● **Exercise requirements**
Below is a block of entries; repeat all of it exactly but omit the pictures.

● **Data listing**
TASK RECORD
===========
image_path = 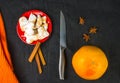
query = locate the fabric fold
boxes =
[0,13,13,69]
[0,13,19,83]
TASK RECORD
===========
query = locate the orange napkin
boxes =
[0,13,19,83]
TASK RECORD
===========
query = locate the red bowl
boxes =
[16,10,52,45]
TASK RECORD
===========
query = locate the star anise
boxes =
[89,26,97,34]
[83,33,90,42]
[79,17,85,25]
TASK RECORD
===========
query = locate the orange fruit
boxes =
[72,45,108,80]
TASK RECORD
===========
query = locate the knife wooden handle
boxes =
[59,46,65,80]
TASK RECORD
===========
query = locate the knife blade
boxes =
[59,11,67,80]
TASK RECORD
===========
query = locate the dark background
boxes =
[0,0,120,83]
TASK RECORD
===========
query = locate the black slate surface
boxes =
[0,0,120,83]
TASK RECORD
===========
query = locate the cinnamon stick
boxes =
[35,53,42,74]
[38,47,46,66]
[28,42,41,62]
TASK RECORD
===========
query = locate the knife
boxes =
[59,11,67,80]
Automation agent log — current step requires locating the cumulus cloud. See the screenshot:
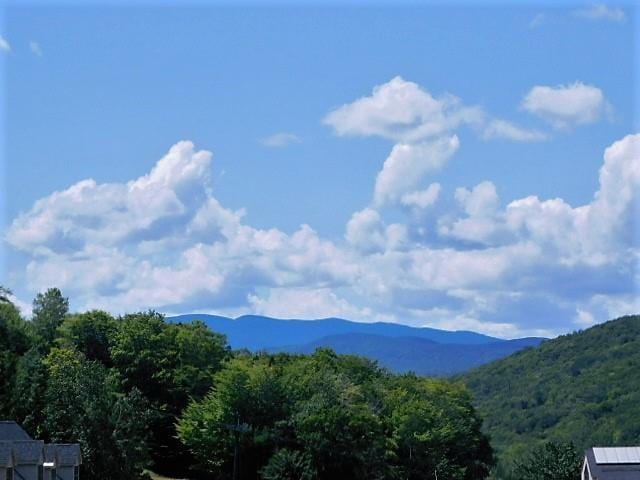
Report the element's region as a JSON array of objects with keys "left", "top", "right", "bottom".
[
  {"left": 522, "top": 82, "right": 610, "bottom": 129},
  {"left": 261, "top": 132, "right": 301, "bottom": 147},
  {"left": 574, "top": 4, "right": 627, "bottom": 22},
  {"left": 345, "top": 208, "right": 407, "bottom": 253},
  {"left": 373, "top": 136, "right": 459, "bottom": 206},
  {"left": 0, "top": 36, "right": 11, "bottom": 53},
  {"left": 6, "top": 132, "right": 639, "bottom": 338},
  {"left": 324, "top": 77, "right": 557, "bottom": 207},
  {"left": 324, "top": 76, "right": 483, "bottom": 143},
  {"left": 248, "top": 287, "right": 376, "bottom": 321},
  {"left": 401, "top": 183, "right": 442, "bottom": 209}
]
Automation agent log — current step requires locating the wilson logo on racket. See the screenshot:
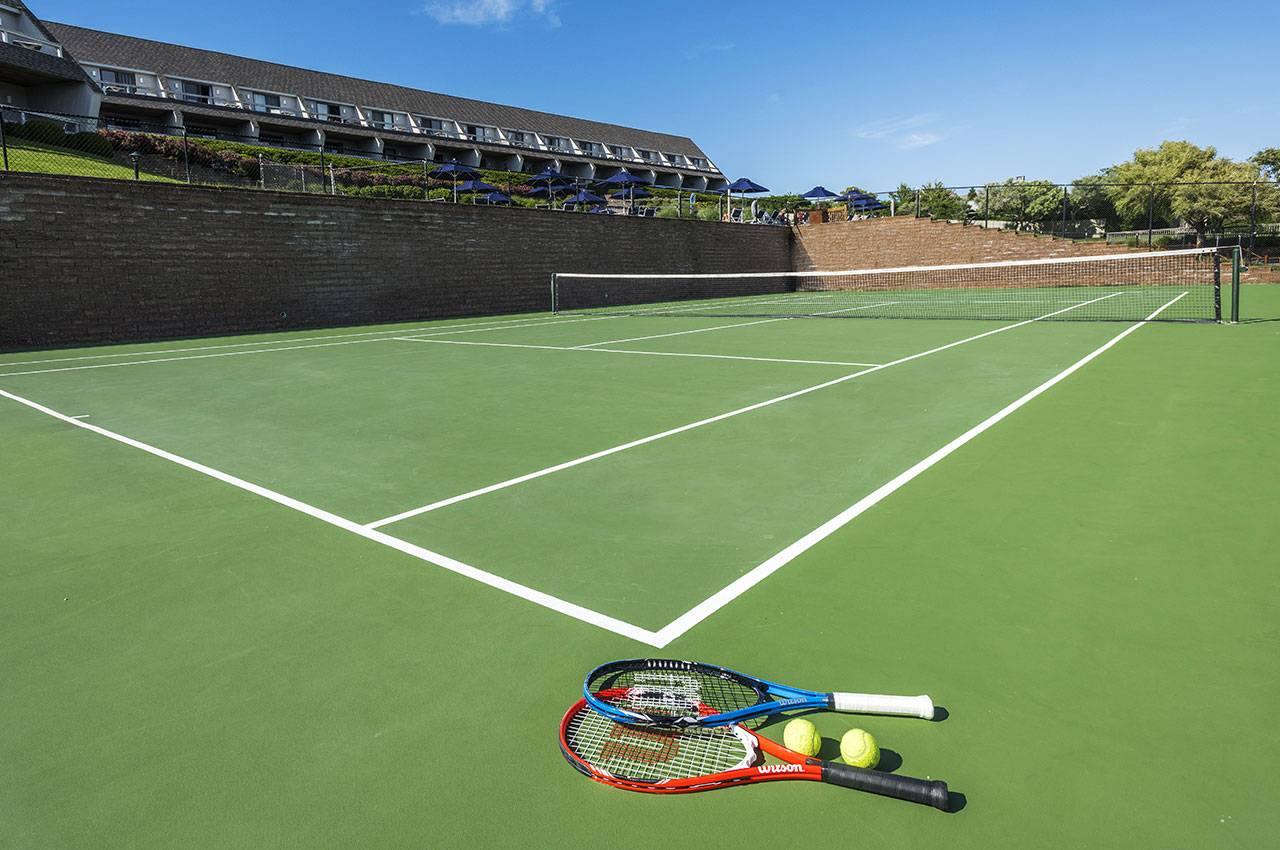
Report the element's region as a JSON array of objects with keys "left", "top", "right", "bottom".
[{"left": 756, "top": 763, "right": 805, "bottom": 775}]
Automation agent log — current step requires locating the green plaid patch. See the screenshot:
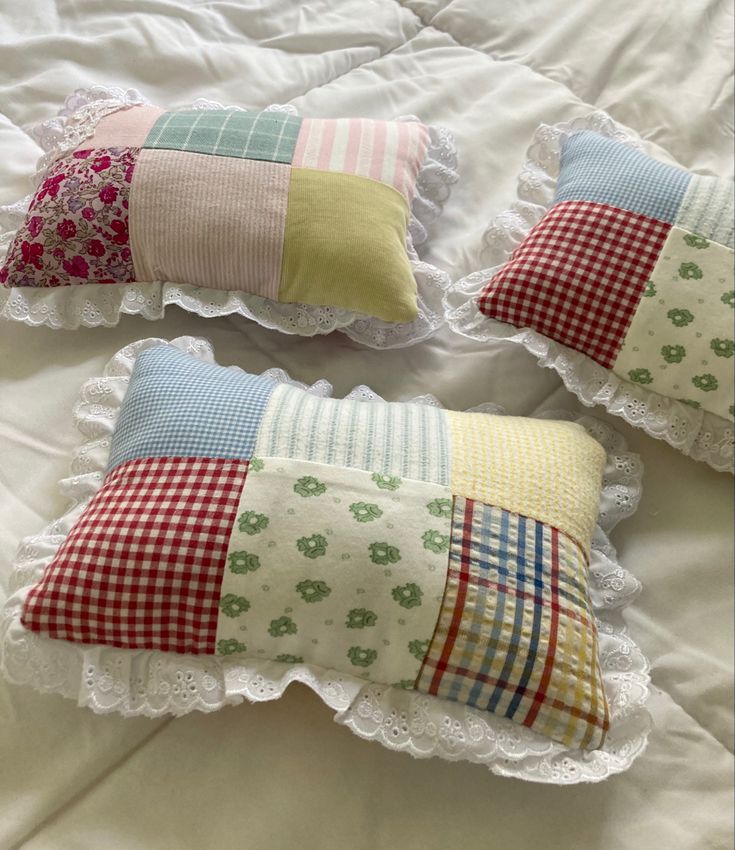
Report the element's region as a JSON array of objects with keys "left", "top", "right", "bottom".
[{"left": 142, "top": 110, "right": 302, "bottom": 164}]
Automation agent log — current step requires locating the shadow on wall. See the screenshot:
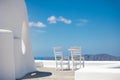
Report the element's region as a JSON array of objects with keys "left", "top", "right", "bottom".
[{"left": 16, "top": 71, "right": 52, "bottom": 80}]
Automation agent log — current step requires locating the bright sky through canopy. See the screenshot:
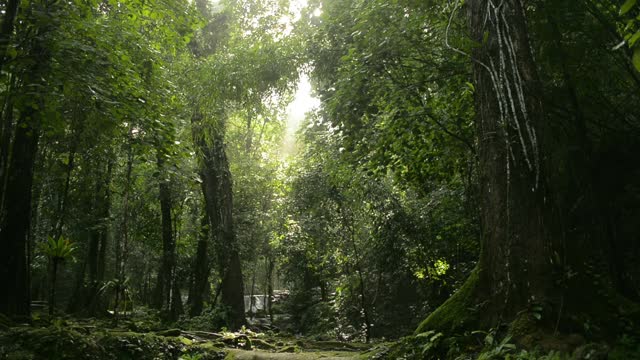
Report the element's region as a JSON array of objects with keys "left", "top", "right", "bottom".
[{"left": 282, "top": 74, "right": 319, "bottom": 156}]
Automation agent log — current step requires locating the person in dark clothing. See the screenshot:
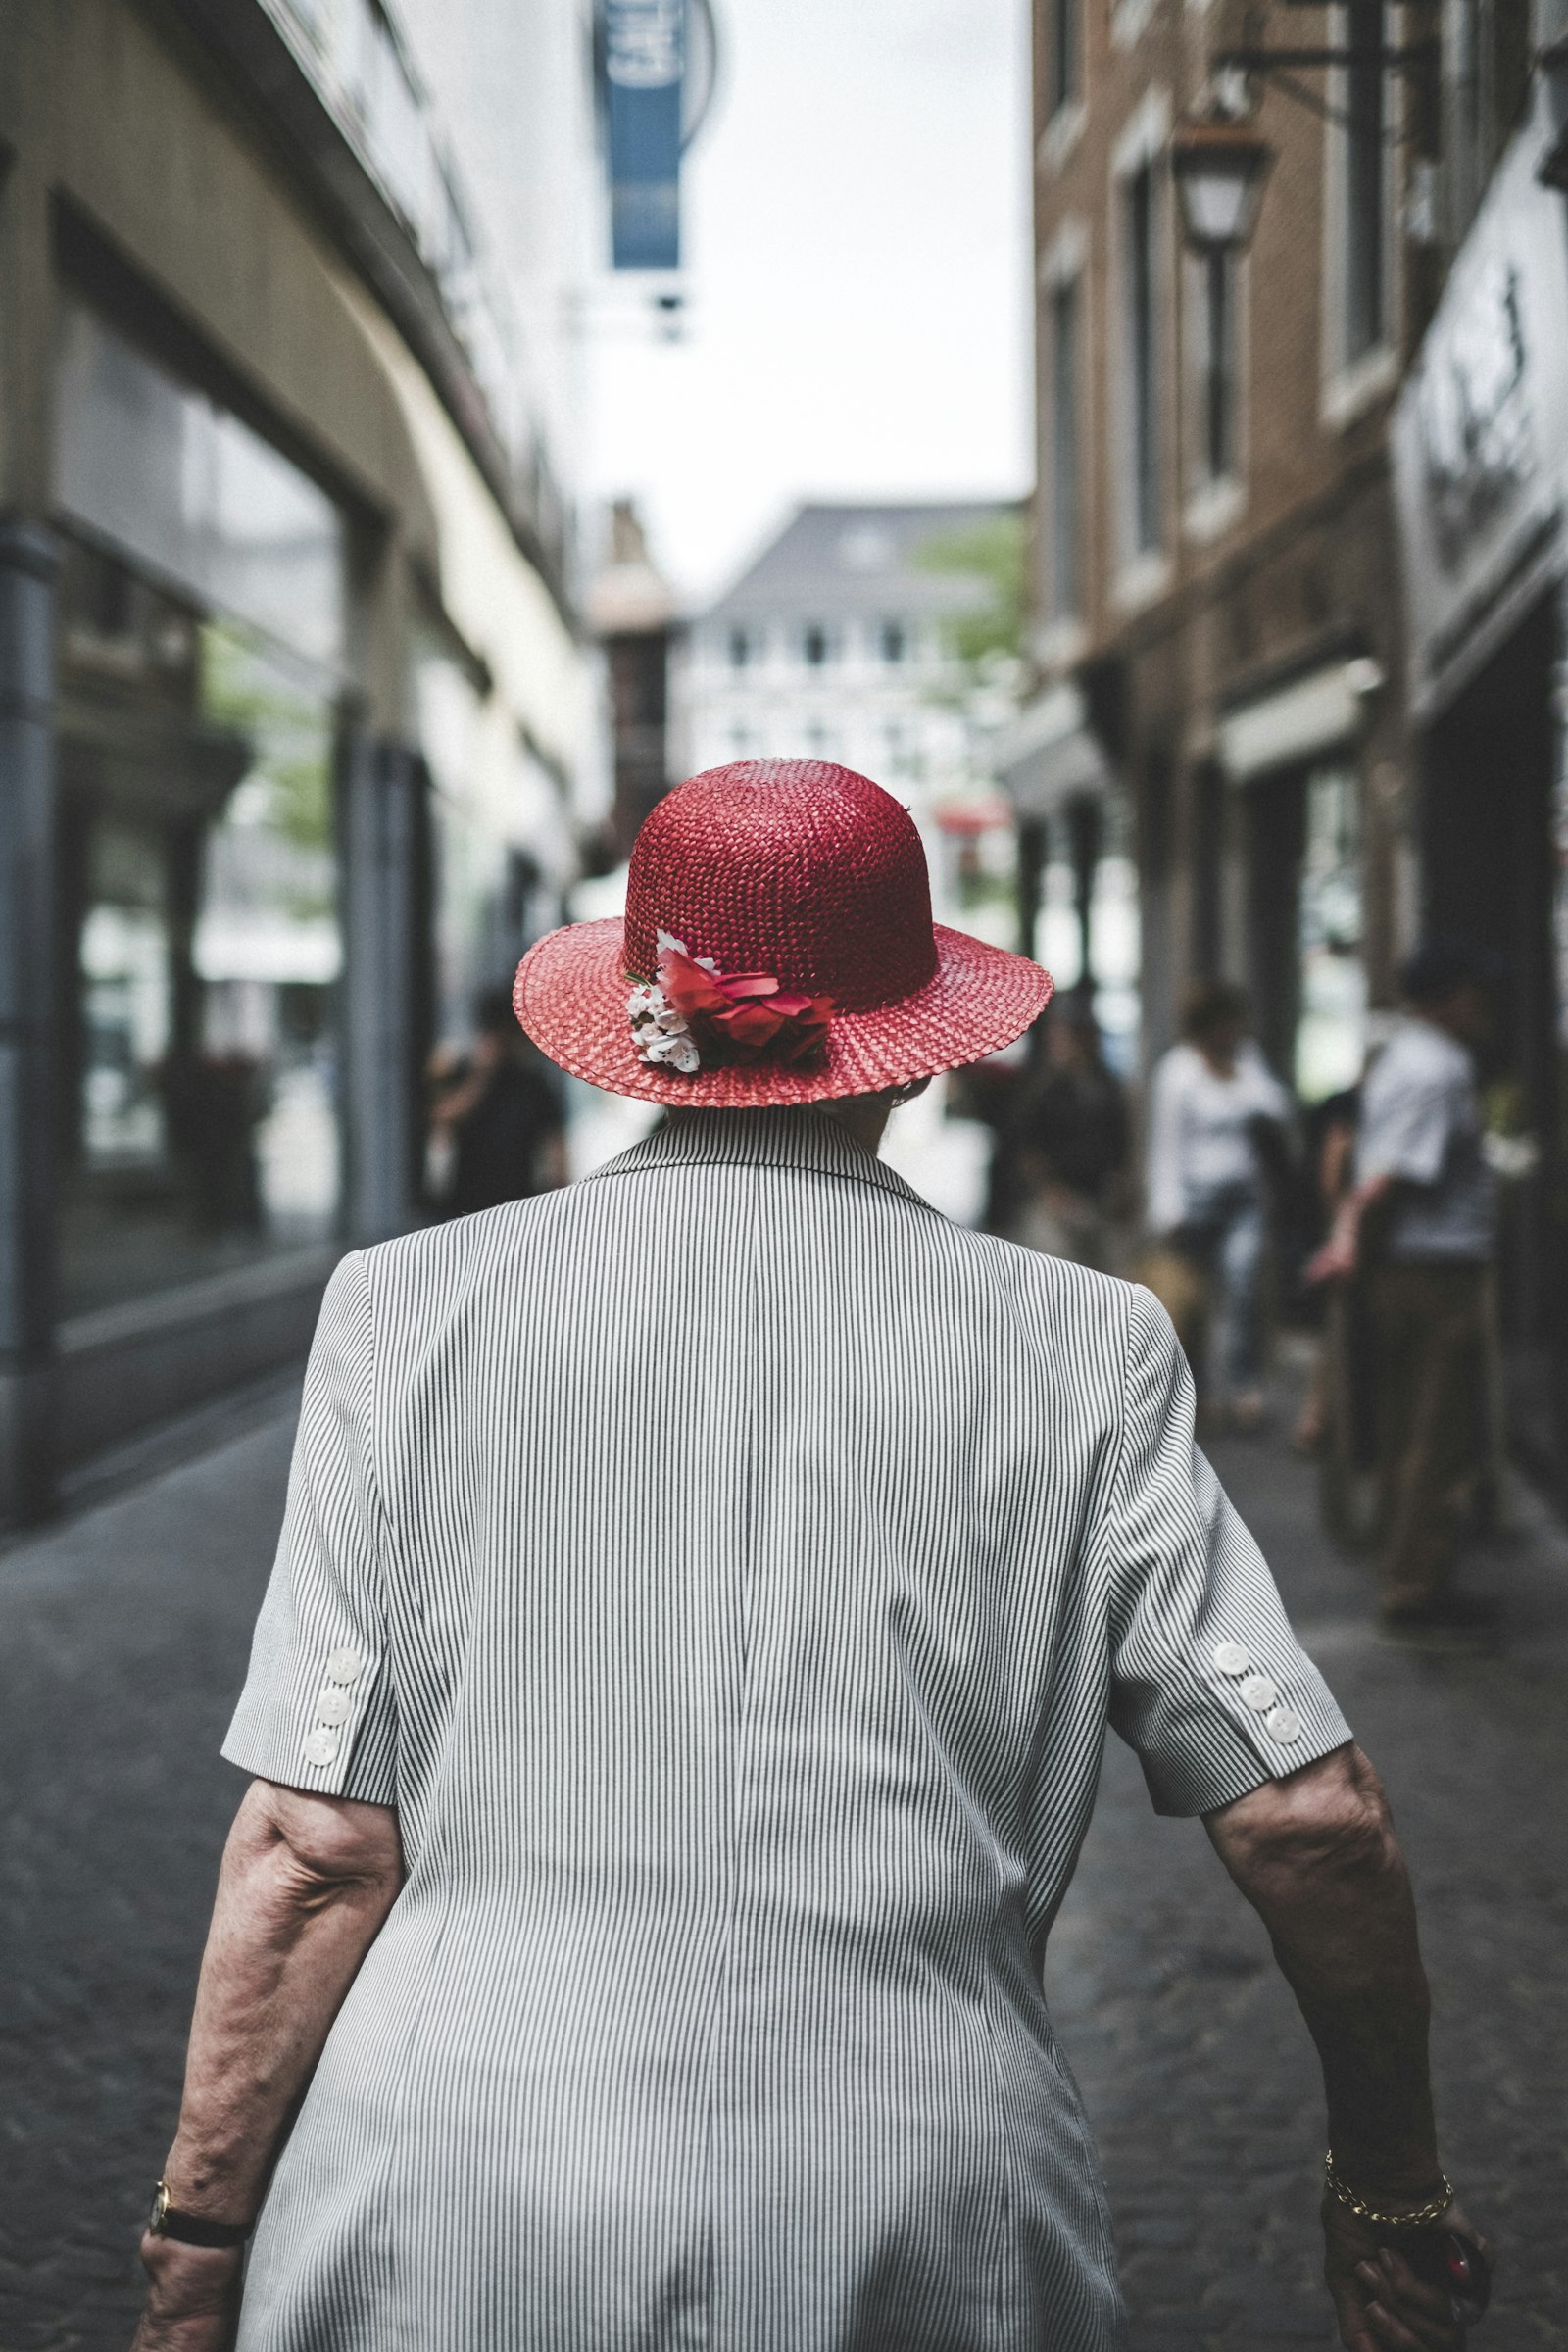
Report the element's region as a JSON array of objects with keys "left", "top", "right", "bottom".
[
  {"left": 1004, "top": 997, "right": 1130, "bottom": 1272},
  {"left": 431, "top": 987, "right": 566, "bottom": 1217}
]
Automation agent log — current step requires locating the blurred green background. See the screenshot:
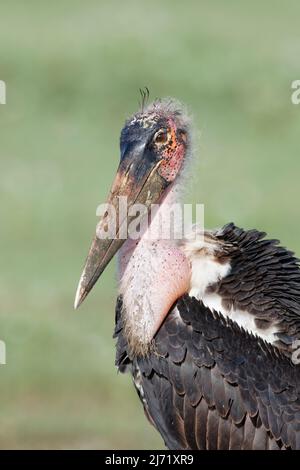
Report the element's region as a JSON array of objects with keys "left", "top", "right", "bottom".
[{"left": 0, "top": 0, "right": 300, "bottom": 449}]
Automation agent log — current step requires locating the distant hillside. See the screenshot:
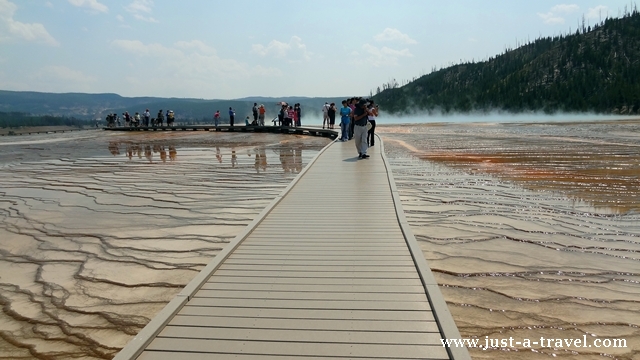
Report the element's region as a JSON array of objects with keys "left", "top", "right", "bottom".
[
  {"left": 0, "top": 90, "right": 346, "bottom": 122},
  {"left": 374, "top": 11, "right": 640, "bottom": 115}
]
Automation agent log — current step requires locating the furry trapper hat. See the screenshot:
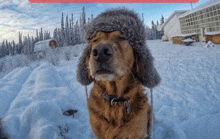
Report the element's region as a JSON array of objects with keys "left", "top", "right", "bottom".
[{"left": 77, "top": 8, "right": 160, "bottom": 88}]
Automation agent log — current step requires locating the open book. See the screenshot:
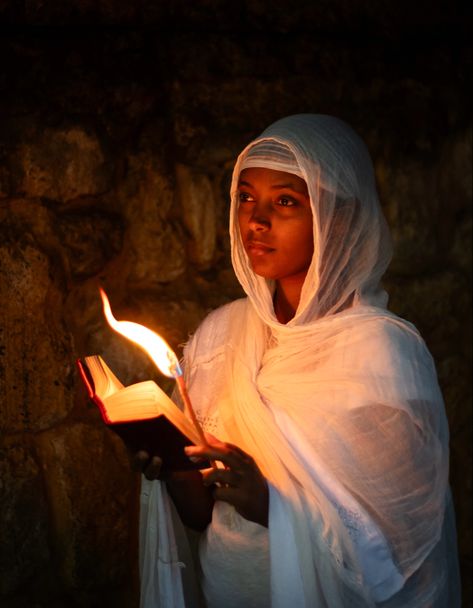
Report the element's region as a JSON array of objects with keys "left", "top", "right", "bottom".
[{"left": 76, "top": 355, "right": 207, "bottom": 473}]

● **Exercise response**
TASK RECORD
===========
image_path = 
query = locate the fabric fold
boxes =
[0,13,13,69]
[0,13,19,83]
TASK RECORD
===========
query = locate the orange napkin
boxes =
[0,13,19,83]
TASK RECORD
===========
query = locate the red bowl
boxes =
[16,10,52,45]
TASK RECORD
===========
query = locate the star anise
boxes =
[89,26,97,34]
[83,33,90,42]
[79,17,85,25]
TASK RECORD
===========
query = locate the orange fruit
boxes =
[72,45,108,80]
TASK RECORD
===========
query = locate the knife wooden handle
boxes =
[59,46,65,80]
TASK RECORD
===========
query = locate the knife blade
boxes =
[59,11,67,80]
TASK RECORD
===========
query = locate the dark background
boxes =
[0,0,120,83]
TASK RECORD
===========
query = locate the black slate surface
boxes =
[0,0,120,83]
TASK RECORD
===========
query = locate the cinnamon stick
boxes =
[35,53,42,74]
[38,47,46,66]
[28,42,41,62]
TASK RECORD
===========
query = locate the knife
boxes =
[59,11,67,80]
Automation agent log — current step requires locating the cumulus cloud. See the screenshot:
Report the element's region as a JSON array of objects with keys "left", "top", "right", "bottom".
[
  {"left": 522, "top": 82, "right": 610, "bottom": 129},
  {"left": 261, "top": 132, "right": 301, "bottom": 147},
  {"left": 574, "top": 4, "right": 627, "bottom": 22},
  {"left": 345, "top": 208, "right": 407, "bottom": 253},
  {"left": 373, "top": 136, "right": 459, "bottom": 206},
  {"left": 0, "top": 36, "right": 11, "bottom": 53},
  {"left": 6, "top": 132, "right": 639, "bottom": 338},
  {"left": 324, "top": 77, "right": 557, "bottom": 207},
  {"left": 324, "top": 76, "right": 483, "bottom": 143},
  {"left": 248, "top": 287, "right": 376, "bottom": 321},
  {"left": 401, "top": 183, "right": 442, "bottom": 209}
]
Automation agent log — current step requires locating the wilson logo on racket. See the screenshot:
Report the element's region as a JSON array of objects with keys "left", "top", "right", "bottom".
[{"left": 756, "top": 763, "right": 805, "bottom": 775}]
Automation agent log — current step requires locating the green plaid patch. See the screenshot:
Report the element's region as a JSON array of objects with keys "left", "top", "right", "bottom".
[{"left": 142, "top": 110, "right": 302, "bottom": 164}]
Automation agent log — current step requires locating the shadow on wall. See the screenshot:
Report the element's region as a JSON array of objects with keys "left", "top", "right", "bottom".
[{"left": 16, "top": 71, "right": 52, "bottom": 80}]
Automation agent log — current step requires locating the bright sky through canopy. See the screenshot:
Report the element's region as a JSON array of objects with keys "left", "top", "right", "bottom".
[{"left": 282, "top": 74, "right": 319, "bottom": 156}]
Automation agent log — current step requires locating the person in dark clothing. See the screenshot:
Report the element's region as a JSON array of objects with keys "left", "top", "right", "bottom".
[
  {"left": 1004, "top": 997, "right": 1130, "bottom": 1272},
  {"left": 431, "top": 987, "right": 566, "bottom": 1217}
]
Automation agent log — current step requires locating the blurred green background. See the screenshot:
Report the element's region as a JSON array of objects with keys "left", "top", "right", "bottom".
[{"left": 0, "top": 0, "right": 300, "bottom": 449}]
Automation agent log — current step requires locating the distant hillside. See the screenshot:
Report the element's region as a JSON array of objects with keys "left", "top", "right", "bottom".
[
  {"left": 0, "top": 90, "right": 346, "bottom": 122},
  {"left": 374, "top": 11, "right": 640, "bottom": 115}
]
Automation agent log — current step requires locating the furry trapper hat. See the screenshot:
Report the element's region as a JSON array of objects with keys "left", "top", "right", "bottom".
[{"left": 77, "top": 8, "right": 160, "bottom": 88}]
Automation agent log — current step requires locating the open book. See the screenshot:
Report the element's region as a JSON array of objects with keys "left", "top", "right", "bottom".
[{"left": 76, "top": 355, "right": 207, "bottom": 473}]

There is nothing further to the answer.